What Should ISPs Do about Bot-Infected Users?
There's no doubt that botnets are a major threat to the safety and stability of the internet -- not to mention the cleanliness of your inbox. After years of failure to act, could we finally be seeing ISPs waking up to their responsibilities? Let's take The Long View...
Botnets are a major source of spam, denial-of-service attacks, and other net nasties. For several years, I and others have advocated a more aggressive approach to fighting botnets.
While ISPs can't prevent users getting infected with bots, they are in a superb position to detect the signs of infection. Once an ISP has detected that a user is infected, they can ensure that the problem gets fixed -- remediated, as we jargonistas love to say.
The idea is that ISPs could detect signs -- say, by intercepting outbound spam, or botnet command-and-control traffic -- and cut the infected customer off from the internet. The user would be placed in a walled garden, where a web browser would only be able to see certain pages, which give instructions on how to fix the problem.
Contractually, the ISP would be reasonably justified in cutting off a user from the internet, as bot infection would be contrary to the terms of the ISP's acceptable-use policy.
However, the main counter-argument is that consumer ISPs operate on razor-thin margins, so the idea of doing extra work is unwelcome, to put it mildly. For some time, I've argued that governments should give incentives to ISPs, persuading them to detect bot infections and help customers clean house.

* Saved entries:
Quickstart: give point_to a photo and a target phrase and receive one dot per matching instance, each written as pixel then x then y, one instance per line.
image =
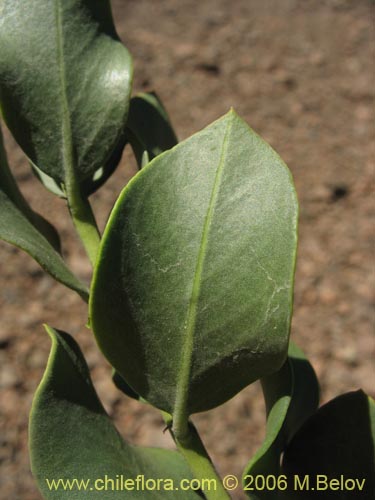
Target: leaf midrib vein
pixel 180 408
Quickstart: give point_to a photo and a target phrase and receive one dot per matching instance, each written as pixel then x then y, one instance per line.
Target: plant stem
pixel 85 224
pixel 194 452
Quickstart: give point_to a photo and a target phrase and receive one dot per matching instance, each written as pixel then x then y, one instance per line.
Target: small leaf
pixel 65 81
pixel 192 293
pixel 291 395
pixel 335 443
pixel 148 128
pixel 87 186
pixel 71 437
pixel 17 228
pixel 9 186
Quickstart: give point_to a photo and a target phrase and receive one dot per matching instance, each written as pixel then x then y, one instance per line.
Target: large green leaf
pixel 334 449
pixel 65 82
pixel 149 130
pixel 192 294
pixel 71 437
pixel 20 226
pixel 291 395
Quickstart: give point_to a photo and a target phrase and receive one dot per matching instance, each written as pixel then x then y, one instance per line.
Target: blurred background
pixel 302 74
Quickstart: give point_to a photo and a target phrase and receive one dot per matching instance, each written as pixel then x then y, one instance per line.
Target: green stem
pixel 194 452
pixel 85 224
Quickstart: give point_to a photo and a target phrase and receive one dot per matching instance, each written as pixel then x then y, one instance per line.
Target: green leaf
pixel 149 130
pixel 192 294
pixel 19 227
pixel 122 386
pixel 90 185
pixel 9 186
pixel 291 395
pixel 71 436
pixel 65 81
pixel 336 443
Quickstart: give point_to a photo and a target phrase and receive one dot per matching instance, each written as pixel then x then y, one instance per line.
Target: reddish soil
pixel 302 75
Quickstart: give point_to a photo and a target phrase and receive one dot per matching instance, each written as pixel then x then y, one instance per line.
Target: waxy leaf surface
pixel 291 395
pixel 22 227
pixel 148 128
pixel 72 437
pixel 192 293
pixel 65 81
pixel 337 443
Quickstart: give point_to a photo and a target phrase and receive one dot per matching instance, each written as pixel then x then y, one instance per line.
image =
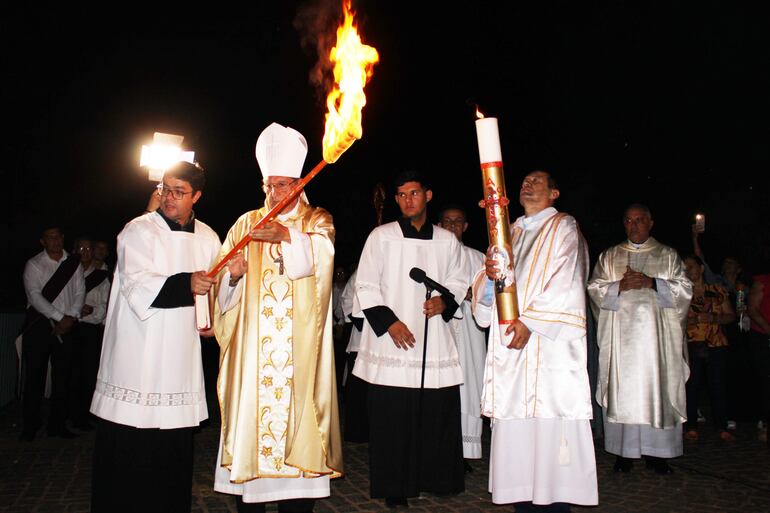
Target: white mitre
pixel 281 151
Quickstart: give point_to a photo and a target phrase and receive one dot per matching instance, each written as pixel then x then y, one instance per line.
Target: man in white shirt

* TASKS AND EXERCISES:
1. In the article on botnets, why would an ISP be contractually justified in cutting off an infected user?
2. Turn the paragraph of the article on botnets that begins "The idea is that ISPs could detect signs" into a short bulleted list that keeps its main facts.
3. Pick up the article on botnets after its final sentence and continue writing it.
These rows have no connection to the article on botnets.

* LIST OF ANSWERS:
1. Bot infection would be contrary to the terms of the ISP's acceptable-use policy.

2.
- ISPs could detect signs of infection, such as outbound spam or botnet command-and-control traffic.
- They could then cut the infected customer off from the internet.
- The user would be placed in a walled garden where the web browser could reach only certain pages.
- Those pages would give instructions on how to fix the problem.

3.
Over the years, we've seen a number of industry efforts to persuade ISPs to do this, but with limited effect. Here are just a few that spring to mind:
- In 2006, the Australian Internet Industry Association issued a guide to its members about how to detect and remediate bots
- In 2007, the Messaging Anti-Abuse Working Group (MAAWG) issued a set of "Best Practices for the Use of a Walled Garden" to its members
- In 2009, the IETF started work on "Recommendations for the Remediation of Bots in ISP Networks" (currently at draft 09)
Perhaps there's light at the end of the tunnel. Last week, Comcast announced it will warn customers found to be infected, but not go as far as a walled garden. And just today, Microsoft's Scott Charney -- Corporate Vice President of Trustworthy Computing, no less -- spoke at the International Security Solutions Europe Conference in Berlin, Germany, advocating bot detection and remediation.
Is this an idea who's time has come? Or will most ISPs continue to jam their fingers in their ears and sing, "La-la-la-la, I can't hear you!" at the tops of the voices?